> [TASK BRIEF]: Skip the pictures and repeat each line of the data exactly.

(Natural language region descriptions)

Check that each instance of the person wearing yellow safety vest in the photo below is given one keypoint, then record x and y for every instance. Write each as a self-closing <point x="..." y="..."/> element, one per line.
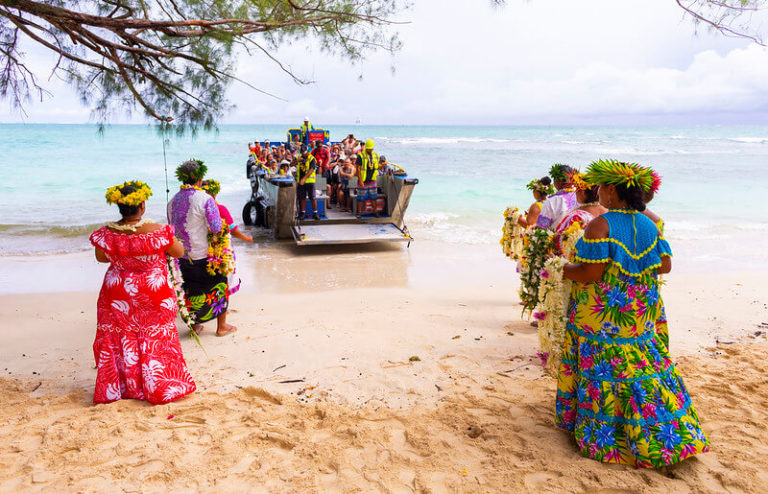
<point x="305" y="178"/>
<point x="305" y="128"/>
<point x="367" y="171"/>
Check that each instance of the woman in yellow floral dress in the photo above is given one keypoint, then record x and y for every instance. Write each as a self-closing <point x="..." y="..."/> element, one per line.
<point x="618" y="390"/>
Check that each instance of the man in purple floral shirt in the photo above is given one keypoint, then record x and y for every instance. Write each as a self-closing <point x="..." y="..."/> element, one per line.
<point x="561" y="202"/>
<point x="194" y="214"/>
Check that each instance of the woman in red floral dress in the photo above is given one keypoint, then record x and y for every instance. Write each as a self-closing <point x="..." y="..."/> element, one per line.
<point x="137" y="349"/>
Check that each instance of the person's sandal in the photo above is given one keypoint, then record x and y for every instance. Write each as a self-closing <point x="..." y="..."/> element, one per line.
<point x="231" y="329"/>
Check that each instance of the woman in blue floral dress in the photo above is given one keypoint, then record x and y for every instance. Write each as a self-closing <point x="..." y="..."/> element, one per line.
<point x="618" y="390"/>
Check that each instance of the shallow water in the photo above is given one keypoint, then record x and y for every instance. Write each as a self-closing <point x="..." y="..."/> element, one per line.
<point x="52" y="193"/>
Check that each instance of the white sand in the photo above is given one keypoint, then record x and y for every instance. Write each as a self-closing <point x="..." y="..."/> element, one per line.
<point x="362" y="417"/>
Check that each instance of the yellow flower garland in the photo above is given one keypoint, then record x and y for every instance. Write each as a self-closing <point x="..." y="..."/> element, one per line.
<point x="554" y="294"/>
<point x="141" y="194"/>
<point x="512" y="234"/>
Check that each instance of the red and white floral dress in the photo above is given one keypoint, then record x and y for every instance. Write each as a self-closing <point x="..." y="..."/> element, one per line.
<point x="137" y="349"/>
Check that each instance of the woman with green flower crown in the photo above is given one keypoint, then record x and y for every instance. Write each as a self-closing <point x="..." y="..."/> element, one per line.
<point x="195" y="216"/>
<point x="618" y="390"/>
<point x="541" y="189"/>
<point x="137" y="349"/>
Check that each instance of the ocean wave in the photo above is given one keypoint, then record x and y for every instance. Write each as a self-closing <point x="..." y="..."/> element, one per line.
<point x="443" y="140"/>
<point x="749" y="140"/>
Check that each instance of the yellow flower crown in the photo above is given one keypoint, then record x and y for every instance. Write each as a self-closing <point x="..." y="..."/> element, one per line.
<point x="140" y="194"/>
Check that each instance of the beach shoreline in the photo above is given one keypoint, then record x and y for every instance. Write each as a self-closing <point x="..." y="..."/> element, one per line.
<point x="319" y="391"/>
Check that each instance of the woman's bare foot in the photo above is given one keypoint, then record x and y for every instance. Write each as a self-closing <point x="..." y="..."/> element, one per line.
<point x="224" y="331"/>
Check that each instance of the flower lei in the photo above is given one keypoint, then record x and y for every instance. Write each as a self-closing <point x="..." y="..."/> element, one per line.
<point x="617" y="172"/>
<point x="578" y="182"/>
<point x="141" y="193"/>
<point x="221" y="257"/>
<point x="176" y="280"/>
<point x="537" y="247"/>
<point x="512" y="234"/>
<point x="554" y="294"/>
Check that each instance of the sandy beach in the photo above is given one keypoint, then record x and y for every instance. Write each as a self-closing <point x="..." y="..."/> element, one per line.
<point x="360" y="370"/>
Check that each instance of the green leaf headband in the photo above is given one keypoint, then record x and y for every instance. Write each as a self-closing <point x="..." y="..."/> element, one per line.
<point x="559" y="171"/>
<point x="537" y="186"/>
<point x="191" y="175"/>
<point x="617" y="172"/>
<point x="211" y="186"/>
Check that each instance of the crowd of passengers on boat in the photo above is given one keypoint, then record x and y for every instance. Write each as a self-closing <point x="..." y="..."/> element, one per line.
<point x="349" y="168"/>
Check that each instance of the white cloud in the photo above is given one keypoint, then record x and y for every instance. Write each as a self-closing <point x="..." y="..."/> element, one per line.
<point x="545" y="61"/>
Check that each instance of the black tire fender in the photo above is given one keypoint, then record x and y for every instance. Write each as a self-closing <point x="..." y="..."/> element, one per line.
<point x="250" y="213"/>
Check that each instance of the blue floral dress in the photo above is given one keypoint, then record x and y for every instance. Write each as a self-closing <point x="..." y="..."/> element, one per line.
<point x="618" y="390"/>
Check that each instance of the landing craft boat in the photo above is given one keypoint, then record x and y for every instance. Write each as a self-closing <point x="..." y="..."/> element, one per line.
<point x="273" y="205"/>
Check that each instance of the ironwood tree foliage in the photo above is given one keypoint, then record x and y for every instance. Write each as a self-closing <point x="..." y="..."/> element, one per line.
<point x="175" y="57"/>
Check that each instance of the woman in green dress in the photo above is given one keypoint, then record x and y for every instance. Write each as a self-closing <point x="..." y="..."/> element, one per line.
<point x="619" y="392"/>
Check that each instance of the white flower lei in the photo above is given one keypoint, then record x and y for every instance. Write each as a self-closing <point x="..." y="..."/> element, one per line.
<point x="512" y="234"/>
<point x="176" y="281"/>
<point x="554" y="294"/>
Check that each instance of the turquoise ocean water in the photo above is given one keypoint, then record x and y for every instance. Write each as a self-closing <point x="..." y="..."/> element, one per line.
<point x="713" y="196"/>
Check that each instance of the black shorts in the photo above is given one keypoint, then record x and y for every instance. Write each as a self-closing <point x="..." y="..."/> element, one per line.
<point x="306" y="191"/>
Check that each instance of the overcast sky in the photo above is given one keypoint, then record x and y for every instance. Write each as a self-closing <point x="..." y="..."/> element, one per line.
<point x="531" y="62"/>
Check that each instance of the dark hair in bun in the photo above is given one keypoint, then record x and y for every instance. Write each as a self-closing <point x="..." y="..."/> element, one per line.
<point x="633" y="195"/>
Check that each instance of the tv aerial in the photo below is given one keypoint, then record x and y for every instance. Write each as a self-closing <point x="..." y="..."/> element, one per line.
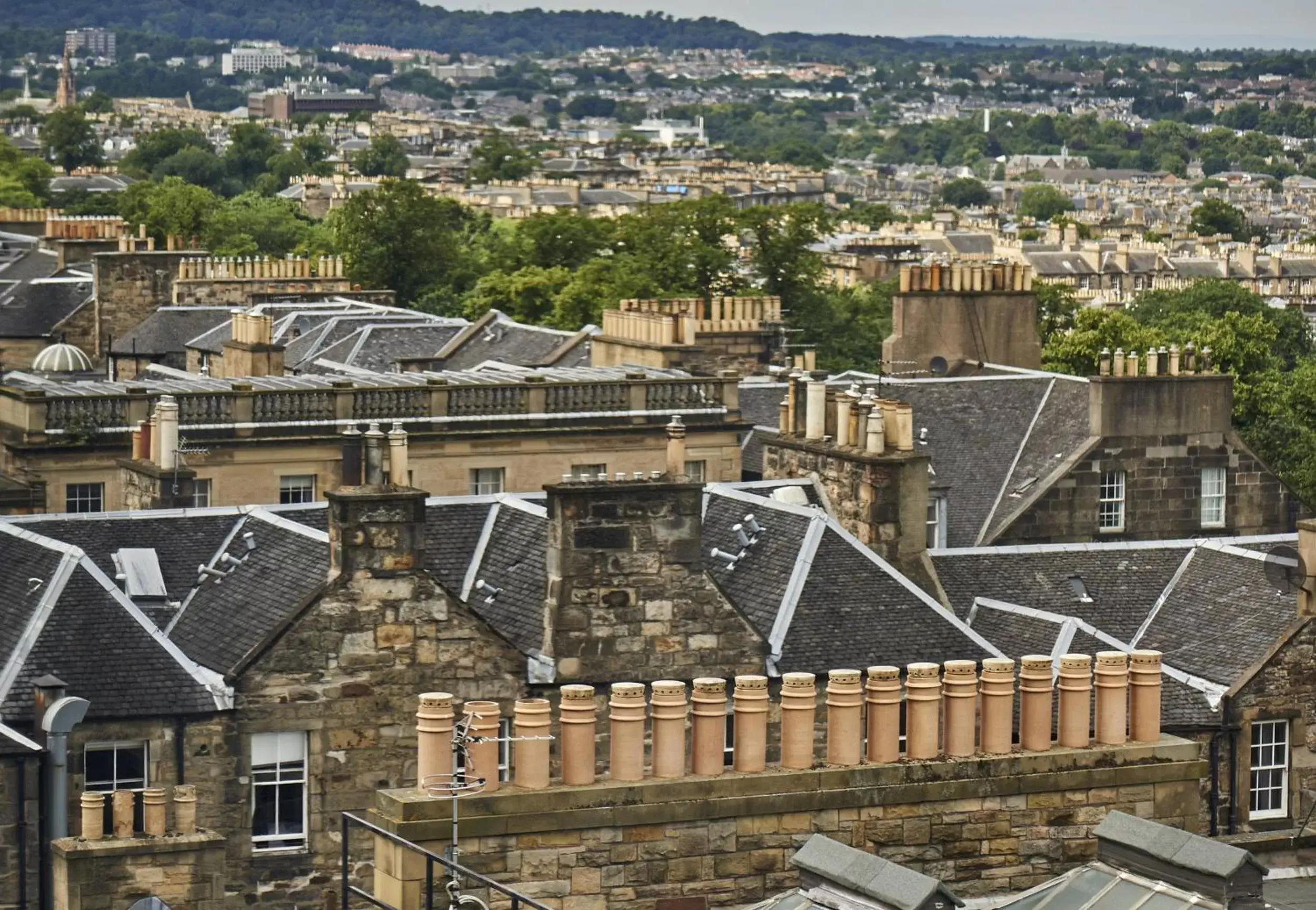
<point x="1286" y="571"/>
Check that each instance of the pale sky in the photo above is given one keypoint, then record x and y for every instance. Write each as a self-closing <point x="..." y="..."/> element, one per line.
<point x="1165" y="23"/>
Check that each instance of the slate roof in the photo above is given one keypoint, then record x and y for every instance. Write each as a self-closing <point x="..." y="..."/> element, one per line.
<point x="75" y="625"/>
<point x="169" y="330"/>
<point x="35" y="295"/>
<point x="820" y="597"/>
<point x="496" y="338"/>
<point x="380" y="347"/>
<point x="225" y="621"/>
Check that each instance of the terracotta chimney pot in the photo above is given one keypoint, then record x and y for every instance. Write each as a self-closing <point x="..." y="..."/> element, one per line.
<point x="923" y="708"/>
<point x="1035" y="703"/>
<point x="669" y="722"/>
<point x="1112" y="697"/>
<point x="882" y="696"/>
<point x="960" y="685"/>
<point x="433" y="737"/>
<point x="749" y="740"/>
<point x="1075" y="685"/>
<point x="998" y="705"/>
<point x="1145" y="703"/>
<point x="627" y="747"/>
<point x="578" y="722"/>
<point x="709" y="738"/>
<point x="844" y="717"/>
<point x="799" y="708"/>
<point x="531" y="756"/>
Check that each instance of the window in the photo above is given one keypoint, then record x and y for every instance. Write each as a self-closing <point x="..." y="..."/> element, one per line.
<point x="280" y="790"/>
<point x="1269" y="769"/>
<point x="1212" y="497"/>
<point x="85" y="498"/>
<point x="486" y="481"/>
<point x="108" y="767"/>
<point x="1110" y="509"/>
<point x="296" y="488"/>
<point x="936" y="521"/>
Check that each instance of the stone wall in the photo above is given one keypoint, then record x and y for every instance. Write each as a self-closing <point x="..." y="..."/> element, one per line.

> [ANSWER AREA]:
Check that each instance of the person wearing yellow safety vest in the photo below is given one keypoint, then record x and y for every instance. Write each as a self-closing <point x="..." y="..."/> element, one per line.
<point x="305" y="178"/>
<point x="305" y="128"/>
<point x="367" y="171"/>
Check that each instance of the woman in yellow floral dress in the photo above is given one keypoint, then record x and y for every instance. Write each as a self-closing <point x="..." y="..."/> element, one per line.
<point x="618" y="390"/>
Check that each instance of the man in purple floral shirt in the photo above is given one keypoint, then record x and y for every instance. Write each as a self-closing <point x="..." y="..."/> element, one per line.
<point x="561" y="202"/>
<point x="194" y="214"/>
Check that each instance of the woman in red floral dress in the photo above is given one keypoint, then record x and y for every instance. Write each as a self-closing <point x="..." y="..."/> element, one per line.
<point x="137" y="349"/>
Check that each instance of the person's sandal in the photo above is given one keypoint, then record x and y for every instance. Write each as a self-closing <point x="..." y="..."/> element, one per line.
<point x="231" y="329"/>
Check that each instance of the woman in blue floral dress in the photo above is given one keypoint, then record x and y for every instance. Write each as a self-closing <point x="..." y="..."/> element, one per line.
<point x="618" y="390"/>
Check that each instance of the shallow water in the photo above is given one keypoint, then record x and y for every instance. Write each as a self-closing <point x="..." y="..."/> element, one per line.
<point x="52" y="193"/>
Check that each instance of the white sand in the photo above is given one keypoint, then record x and y for every instance. Write each as a self-closing <point x="..." y="..."/> element, one per line.
<point x="362" y="417"/>
Check that each instance of the yellow flower garland in the photo above is given one keypoint, then record x and y for every instance. Write each as a self-closing <point x="..." y="..."/> element, one per line.
<point x="554" y="294"/>
<point x="141" y="194"/>
<point x="512" y="234"/>
Check that each instance of the red and white floral dress in the photo above is given one keypoint, then record x and y for every instance. Write each as a self-closing <point x="..." y="..."/> element, one per line.
<point x="137" y="349"/>
Check that each instance of the woman with green flower crown in the photo above is given one keypoint, then record x and y for every instance. Write each as a self-closing <point x="..." y="..."/> element, one per line.
<point x="195" y="216"/>
<point x="618" y="390"/>
<point x="541" y="189"/>
<point x="137" y="349"/>
Check that each instance of the ocean wave in the photo above is given one keypoint, then record x and y for every instance. Write each as a self-closing <point x="..." y="..."/> element, one per line.
<point x="443" y="140"/>
<point x="749" y="140"/>
Check that each instance of the yellow flower crown in the photo above is given one keypoint, then record x and y for every instance. Write each as a self-closing <point x="..." y="..."/> element, one per line.
<point x="140" y="194"/>
Check that each instance of the beach shoreline in the photo above is given one keypoint, then record x and y for every instance. Write each as a self-closing <point x="..." y="..."/> element, one per line.
<point x="319" y="391"/>
Check that each instance of the woman's bare foot in the photo above is given one keypoint, then record x and y for every instance. Write each as a self-closing <point x="..." y="..."/> element, one per line.
<point x="224" y="331"/>
Check that each instance of the flower lei in the photo above is given one keypoint, then record x and y for every instance. Write each as a self-closing <point x="..." y="..."/> element, one per line.
<point x="617" y="172"/>
<point x="578" y="182"/>
<point x="141" y="193"/>
<point x="221" y="257"/>
<point x="176" y="280"/>
<point x="537" y="247"/>
<point x="512" y="234"/>
<point x="554" y="294"/>
Check that each instance of the sandy beach in the photo above is given one keypoint, then record x and y for every instance. Write each as a self-closing <point x="..." y="..."/> element, one per line.
<point x="360" y="370"/>
Check that each instance of the green leaf headband in the photo above is given one keypoint, then record x and y for every instance. Write each as a self-closing <point x="..." y="..."/> element, one per line.
<point x="559" y="171"/>
<point x="537" y="186"/>
<point x="191" y="175"/>
<point x="617" y="172"/>
<point x="211" y="186"/>
Check that each instance of the crowd of passengers on boat in the photo above is given one keypoint, then record x and y for every instance. Write each as a self-closing <point x="..." y="..."/> element, one per line.
<point x="349" y="168"/>
Check that each instance of the white cloud in the photo above is given one keypoint, then record x and y for every instance. Write each as a self-closing <point x="..." y="..."/> element, one per line.
<point x="545" y="61"/>
Check that each instance of the black tire fender in the photo above is given one keypoint, then record x and y for every instance. Write each as a self-closing <point x="..." y="..."/> element, one per line.
<point x="250" y="213"/>
Check that each instance of the blue floral dress in the photo above is given one keypoint, then record x and y for every instance. Write each as a self-closing <point x="..." y="..."/> element, one per line.
<point x="618" y="390"/>
Check that each instance of the landing craft boat in the photo above is given one keypoint, then record x and y for every instance. Write each as a self-closing <point x="..." y="..."/> element, one per line.
<point x="273" y="205"/>
Check that each instance of the ironwood tree foliage in the photo above is given one keypoint, then record x and y for every instance. Write each as a self-closing <point x="..." y="..."/> element, one per line.
<point x="175" y="57"/>
Check that each instance of the woman in green dress in the photo above is given one keypoint, then record x and y for every instance. Write each as a self-closing <point x="..." y="..."/> element, one per line.
<point x="619" y="392"/>
Check that each instance of the white flower lei in the photo above is given one keypoint, then record x and y for every instance. Write each as a self-closing <point x="..." y="..."/> element, one per line.
<point x="512" y="234"/>
<point x="176" y="281"/>
<point x="554" y="294"/>
Check that each instance of the turquoise ocean water in the photo above is given one keypoint, then record x and y for every instance. Write each as a self-closing <point x="..." y="..."/> element, one per line.
<point x="713" y="196"/>
Check that each instance of the black shorts in the photo above is given one keypoint, then record x and y for every instance. Write each as a self-closing <point x="..." y="..."/> element, one per line.
<point x="306" y="191"/>
Check that each instance of the overcast sky in the photo above is given one keypoint, then record x and y for every instance. Write each as a self-closing <point x="..." y="..."/> element, one per line.
<point x="531" y="62"/>
Check that each instance of the dark hair in bun in the photo above is given one keypoint, then record x and y for every instance. Write each as a self-closing <point x="..." y="..."/> element, one per line.
<point x="633" y="195"/>
Check that each instance of the tv aerial in the photo below is given one keypoint, then record x and y for every instance. Write each as a self-closing <point x="..." y="..."/> element, one per line.
<point x="1286" y="571"/>
Check that each instance of the pale sky in the photo above is given one keypoint, then record x and y for every instance. Write each as a self-closing <point x="..." y="..."/> element, one per line.
<point x="1165" y="23"/>
Check that each instance of the slate roof in the photo above is given one keypoint, then record x and y for every instance. Write each as a self-closing <point x="..." y="..."/> element, one per line.
<point x="75" y="625"/>
<point x="169" y="330"/>
<point x="35" y="295"/>
<point x="820" y="597"/>
<point x="496" y="338"/>
<point x="380" y="347"/>
<point x="225" y="621"/>
Check that each instance of the terracotta chimney pot in the photo above is given one keypoint, then record x and y for every instance. Write each as a self-closing <point x="..." y="..."/> element, one per line.
<point x="923" y="708"/>
<point x="1035" y="703"/>
<point x="669" y="722"/>
<point x="1112" y="697"/>
<point x="882" y="696"/>
<point x="960" y="685"/>
<point x="433" y="737"/>
<point x="749" y="740"/>
<point x="1075" y="685"/>
<point x="998" y="705"/>
<point x="1145" y="703"/>
<point x="627" y="747"/>
<point x="578" y="722"/>
<point x="709" y="738"/>
<point x="844" y="717"/>
<point x="799" y="708"/>
<point x="531" y="756"/>
Check that each instance of the window in the photo above is given one keypoint, then record x and y for every instance. Write each as a self-closing <point x="..." y="..."/> element, one per line.
<point x="280" y="790"/>
<point x="1269" y="769"/>
<point x="1212" y="497"/>
<point x="85" y="498"/>
<point x="486" y="481"/>
<point x="108" y="767"/>
<point x="1110" y="509"/>
<point x="296" y="488"/>
<point x="936" y="521"/>
Check that each instance of the stone wall in the photo above is given one keypoint, then record x and y for every instance. Write each as a self-closing <point x="..." y="..."/> element, one per line.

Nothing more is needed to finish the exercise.